Dataset excerpt
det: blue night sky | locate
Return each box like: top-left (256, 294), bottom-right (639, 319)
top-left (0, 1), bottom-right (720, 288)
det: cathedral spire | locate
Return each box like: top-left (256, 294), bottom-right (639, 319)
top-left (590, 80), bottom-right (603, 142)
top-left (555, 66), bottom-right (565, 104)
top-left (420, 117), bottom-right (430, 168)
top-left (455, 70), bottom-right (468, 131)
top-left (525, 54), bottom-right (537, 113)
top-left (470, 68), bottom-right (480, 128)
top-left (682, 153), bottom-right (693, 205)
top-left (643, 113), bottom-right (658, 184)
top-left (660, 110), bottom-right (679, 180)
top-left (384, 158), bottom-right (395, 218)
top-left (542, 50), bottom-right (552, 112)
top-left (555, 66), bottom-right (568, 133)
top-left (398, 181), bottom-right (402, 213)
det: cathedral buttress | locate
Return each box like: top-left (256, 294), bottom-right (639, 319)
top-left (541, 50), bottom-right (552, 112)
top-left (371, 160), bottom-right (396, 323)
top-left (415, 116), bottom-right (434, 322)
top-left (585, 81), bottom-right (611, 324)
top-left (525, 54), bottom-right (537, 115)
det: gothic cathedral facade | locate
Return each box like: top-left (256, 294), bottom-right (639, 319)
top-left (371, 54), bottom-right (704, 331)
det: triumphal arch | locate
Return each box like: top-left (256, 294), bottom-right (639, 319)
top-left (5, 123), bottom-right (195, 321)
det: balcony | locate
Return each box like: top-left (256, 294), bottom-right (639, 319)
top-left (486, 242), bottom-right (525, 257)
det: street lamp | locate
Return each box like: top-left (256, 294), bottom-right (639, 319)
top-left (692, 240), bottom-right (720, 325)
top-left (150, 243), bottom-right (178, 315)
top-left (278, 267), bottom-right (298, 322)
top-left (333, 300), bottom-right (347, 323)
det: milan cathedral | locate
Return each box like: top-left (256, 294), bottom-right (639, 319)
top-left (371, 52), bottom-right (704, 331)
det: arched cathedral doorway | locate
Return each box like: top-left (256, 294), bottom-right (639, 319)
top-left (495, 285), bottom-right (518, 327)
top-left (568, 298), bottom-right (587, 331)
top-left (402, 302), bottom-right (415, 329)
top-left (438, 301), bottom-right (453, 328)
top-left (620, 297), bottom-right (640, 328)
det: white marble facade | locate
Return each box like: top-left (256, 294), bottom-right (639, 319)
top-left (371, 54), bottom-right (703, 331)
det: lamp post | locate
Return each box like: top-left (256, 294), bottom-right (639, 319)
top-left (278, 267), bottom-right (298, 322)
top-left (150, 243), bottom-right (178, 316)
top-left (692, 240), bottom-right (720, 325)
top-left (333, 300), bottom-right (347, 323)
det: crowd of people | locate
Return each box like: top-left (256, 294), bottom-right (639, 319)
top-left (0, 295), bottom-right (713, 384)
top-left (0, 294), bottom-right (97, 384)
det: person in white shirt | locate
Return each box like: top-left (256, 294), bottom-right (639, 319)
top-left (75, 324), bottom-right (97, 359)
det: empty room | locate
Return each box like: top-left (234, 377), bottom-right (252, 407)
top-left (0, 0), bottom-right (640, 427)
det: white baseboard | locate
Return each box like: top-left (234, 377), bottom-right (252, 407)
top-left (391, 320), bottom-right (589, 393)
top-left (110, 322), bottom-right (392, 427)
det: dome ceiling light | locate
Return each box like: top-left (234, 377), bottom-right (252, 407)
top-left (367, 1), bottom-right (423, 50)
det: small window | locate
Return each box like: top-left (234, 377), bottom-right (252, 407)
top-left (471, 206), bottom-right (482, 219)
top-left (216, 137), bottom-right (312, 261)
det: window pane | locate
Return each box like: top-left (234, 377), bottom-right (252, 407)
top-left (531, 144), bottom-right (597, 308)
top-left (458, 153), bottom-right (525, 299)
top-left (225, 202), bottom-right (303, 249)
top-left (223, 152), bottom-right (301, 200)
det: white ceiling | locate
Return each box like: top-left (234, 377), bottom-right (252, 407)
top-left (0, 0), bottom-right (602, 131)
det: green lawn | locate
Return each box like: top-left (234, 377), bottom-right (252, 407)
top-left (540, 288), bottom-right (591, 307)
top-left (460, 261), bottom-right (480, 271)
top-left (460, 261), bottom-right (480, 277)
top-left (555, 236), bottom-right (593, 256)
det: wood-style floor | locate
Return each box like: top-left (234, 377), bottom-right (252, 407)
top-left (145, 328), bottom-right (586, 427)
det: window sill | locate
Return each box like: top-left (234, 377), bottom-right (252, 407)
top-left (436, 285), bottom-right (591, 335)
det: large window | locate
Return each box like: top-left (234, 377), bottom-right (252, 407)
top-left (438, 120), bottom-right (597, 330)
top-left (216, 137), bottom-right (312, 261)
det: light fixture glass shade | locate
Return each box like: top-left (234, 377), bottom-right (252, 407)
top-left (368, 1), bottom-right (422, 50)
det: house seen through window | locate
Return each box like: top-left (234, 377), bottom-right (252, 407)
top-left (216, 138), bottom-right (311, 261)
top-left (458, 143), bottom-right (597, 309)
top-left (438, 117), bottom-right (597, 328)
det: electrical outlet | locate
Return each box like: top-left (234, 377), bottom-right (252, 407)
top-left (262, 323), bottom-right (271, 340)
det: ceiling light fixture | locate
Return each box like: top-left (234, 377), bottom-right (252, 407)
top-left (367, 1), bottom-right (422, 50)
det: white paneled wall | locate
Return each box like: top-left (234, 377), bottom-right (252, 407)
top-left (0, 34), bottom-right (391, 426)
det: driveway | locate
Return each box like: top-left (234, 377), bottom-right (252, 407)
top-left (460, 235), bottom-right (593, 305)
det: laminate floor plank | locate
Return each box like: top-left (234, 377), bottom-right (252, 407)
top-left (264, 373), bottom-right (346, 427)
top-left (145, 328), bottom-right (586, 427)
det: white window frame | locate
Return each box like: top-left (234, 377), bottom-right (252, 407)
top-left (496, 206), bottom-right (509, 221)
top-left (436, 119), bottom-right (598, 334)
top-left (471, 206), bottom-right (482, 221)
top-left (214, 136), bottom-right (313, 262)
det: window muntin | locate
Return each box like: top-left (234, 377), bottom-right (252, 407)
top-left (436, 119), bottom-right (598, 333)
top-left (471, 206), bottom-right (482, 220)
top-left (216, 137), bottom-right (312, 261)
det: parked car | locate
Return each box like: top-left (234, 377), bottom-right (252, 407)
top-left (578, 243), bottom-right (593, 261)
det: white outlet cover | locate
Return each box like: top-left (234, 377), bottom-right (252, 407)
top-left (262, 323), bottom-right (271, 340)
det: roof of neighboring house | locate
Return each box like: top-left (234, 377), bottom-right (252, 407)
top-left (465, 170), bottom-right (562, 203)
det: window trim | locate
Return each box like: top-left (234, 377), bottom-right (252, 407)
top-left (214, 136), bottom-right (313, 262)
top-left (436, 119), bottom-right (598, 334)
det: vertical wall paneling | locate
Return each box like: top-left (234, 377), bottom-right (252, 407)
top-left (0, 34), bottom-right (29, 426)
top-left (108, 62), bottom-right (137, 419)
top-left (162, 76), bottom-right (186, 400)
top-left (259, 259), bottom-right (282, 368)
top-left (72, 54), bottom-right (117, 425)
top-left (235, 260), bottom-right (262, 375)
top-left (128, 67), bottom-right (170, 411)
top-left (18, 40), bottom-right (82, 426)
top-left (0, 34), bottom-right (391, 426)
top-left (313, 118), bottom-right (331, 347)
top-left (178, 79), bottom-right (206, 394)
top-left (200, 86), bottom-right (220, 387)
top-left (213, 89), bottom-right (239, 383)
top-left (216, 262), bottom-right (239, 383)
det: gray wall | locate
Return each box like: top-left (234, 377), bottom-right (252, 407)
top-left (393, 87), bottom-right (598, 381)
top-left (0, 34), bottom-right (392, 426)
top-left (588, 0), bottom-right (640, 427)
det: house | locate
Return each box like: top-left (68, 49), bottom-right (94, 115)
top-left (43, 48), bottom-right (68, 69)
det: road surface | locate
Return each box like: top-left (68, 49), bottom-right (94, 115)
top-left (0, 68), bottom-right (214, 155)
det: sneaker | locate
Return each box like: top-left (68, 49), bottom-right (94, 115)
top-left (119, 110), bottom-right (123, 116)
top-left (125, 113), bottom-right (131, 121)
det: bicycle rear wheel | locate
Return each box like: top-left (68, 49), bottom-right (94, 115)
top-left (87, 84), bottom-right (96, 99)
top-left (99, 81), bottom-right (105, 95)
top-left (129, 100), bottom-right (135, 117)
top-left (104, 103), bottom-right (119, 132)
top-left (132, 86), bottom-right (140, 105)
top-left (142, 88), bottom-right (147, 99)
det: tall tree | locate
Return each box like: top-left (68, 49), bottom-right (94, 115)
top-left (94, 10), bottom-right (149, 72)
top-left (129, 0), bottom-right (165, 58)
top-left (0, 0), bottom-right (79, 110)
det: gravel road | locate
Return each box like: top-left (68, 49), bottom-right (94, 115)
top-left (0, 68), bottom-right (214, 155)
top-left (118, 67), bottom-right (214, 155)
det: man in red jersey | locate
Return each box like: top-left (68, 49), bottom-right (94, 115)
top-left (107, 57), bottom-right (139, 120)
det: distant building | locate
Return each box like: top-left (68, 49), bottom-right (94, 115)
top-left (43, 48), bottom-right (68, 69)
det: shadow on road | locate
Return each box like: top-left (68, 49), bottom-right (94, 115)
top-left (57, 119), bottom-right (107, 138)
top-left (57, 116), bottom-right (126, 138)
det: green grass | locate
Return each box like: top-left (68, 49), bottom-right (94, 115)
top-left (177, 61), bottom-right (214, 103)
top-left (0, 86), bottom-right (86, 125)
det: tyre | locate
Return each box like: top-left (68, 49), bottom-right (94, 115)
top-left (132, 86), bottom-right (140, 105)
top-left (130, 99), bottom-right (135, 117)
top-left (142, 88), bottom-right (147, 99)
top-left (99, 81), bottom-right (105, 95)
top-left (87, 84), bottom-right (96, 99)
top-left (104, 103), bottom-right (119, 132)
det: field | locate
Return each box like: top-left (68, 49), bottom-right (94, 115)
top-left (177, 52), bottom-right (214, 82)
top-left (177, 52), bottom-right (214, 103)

■ Task to complete: Can you copy out the records word for word, from the line with "det: green lawn | locate" to the line with "top-left (436, 285), bottom-right (591, 335)", including both of those lines?

■ Complete response:
det: green lawn | locate
Return each box like: top-left (234, 377), bottom-right (252, 407)
top-left (540, 288), bottom-right (591, 307)
top-left (460, 261), bottom-right (480, 271)
top-left (460, 261), bottom-right (480, 277)
top-left (555, 236), bottom-right (593, 256)
det: wood-style floor | locate
Return each box like: top-left (234, 377), bottom-right (252, 407)
top-left (145, 328), bottom-right (586, 427)
det: window sill | locate
Return each box like: top-left (234, 377), bottom-right (252, 407)
top-left (436, 285), bottom-right (591, 335)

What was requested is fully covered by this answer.